▸ Instructions
a) From the first sentence of the cat health account, list each thing the vet's notes indicated.
b) Rewrite the stretch of the cat health account from "The vet's notes" through "is more normal.", swapping "diuretics" for "lasix".

:: Document section

The vet's notes indicated tachycardia, adequate and synchronous pulses, and they heard the mild heart murmur.  She had harsh lung sounds bilaterally.  Body condition was 2/5.  Xrays revealed abnormal pulmonary pattern, primarily a bronchial pattern (caudo-dorsally) with patches of alveolar (ventrally). The cardiac silhouette was poorly defined and the heart had enlarged (due to fluid intake.) They began oxygen and diuretics and kept her overnight.   Eventually, her respirations decreased from 100 down to 40 which is more normal.  

The next a.m., the ER said to see the regular vet so we took Myrna to see her vet for follow-up care and they recommended that we call a cardiologist they recommended to make an appointment.  I called and received an appointment for two days away.  I left her at her primary vets and they placed her on oxygen and gave more lasix. Her vet looked at her ER results and called the cardiologist and got us an appointment for later that day.  I collected Myrna and took her to the new doctor who was an hour away.

Lesson learned:

Go on instinct.  If you think your cat is sick, it may be.  Take it to the vet.

When a cat is having trouble breathing, even when the chest is heaving, the cat must be taken to the ER or to the vet immediately. Do not wait a day or a few hours. We should not have listened to the vet when she said to monitor and wait another day. I had my doubts and I should have acted on them. I understand the vet hadn't seen Myrna in this stricken state and could not determine over the phone how bad were her breathing problems. I should have acted on instinct and taken her to see the vet.
When a heart murmur or other heart issue is discovered early, the cat must receive a cardioac ultrasound so that you know exactly what is the problem. Problems discovered early can be tackled with a better outcome than problems that are ignored and left to render the cat lifeless.
If a heart murmur is detected, the cat should NEVER receive steroids for any illness until the cause of the murmur and the condition of the heart is determined. Giving steroids to a cat that is ill will damage the heart further and cause conjestive heart failure.


  1. Have you found any journal articles or information directly from a Vet that states that cats should never receive steroids until the cause of the murmur/condition of the heart is determined? Please respond ASAP. .I have a court hearing tomorrow and am suing a Vet hospital because of this.

::::
:: Dataset extract

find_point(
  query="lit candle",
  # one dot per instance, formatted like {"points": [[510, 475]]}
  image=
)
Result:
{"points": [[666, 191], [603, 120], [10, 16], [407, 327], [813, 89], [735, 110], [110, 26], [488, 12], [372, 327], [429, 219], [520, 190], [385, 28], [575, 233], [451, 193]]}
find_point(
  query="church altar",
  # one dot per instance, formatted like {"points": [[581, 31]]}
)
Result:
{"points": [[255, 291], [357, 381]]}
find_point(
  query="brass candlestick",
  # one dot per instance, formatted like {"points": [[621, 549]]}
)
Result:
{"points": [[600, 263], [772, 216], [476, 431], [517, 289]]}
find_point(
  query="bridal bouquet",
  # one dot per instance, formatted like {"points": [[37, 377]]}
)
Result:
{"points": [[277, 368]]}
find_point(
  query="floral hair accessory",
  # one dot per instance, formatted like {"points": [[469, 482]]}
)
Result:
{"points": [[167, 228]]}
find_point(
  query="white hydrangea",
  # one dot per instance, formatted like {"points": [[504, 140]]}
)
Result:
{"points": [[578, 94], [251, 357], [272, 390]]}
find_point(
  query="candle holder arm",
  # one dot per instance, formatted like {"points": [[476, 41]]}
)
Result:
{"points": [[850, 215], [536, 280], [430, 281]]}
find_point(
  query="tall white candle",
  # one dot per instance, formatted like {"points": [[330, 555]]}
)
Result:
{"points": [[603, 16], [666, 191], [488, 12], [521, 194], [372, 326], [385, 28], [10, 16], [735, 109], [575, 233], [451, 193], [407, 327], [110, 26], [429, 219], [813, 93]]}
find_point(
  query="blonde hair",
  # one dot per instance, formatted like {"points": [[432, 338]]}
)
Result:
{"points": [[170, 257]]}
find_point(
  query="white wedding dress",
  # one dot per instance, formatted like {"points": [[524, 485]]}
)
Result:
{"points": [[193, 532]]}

::::

▸ Task-by-task outputs
a)
Tachycardia
Adequate and synchronous pulses
A mild heart murmur

b)
The vet's notes indicated tachycardia, adequate and synchronous pulses, and they heard the mild heart murmur.  She had harsh lung sounds bilaterally.  Body condition was 2/5.  Xrays revealed abnormal pulmonary pattern, primarily a bronchial pattern (caudo-dorsally) with patches of alveolar (ventrally). The cardiac silhouette was poorly defined and the heart had enlarged (due to fluid intake.) They began oxygen and lasix and kept her overnight.   Eventually, her respirations decreased from 100 down to 40 which is more normal.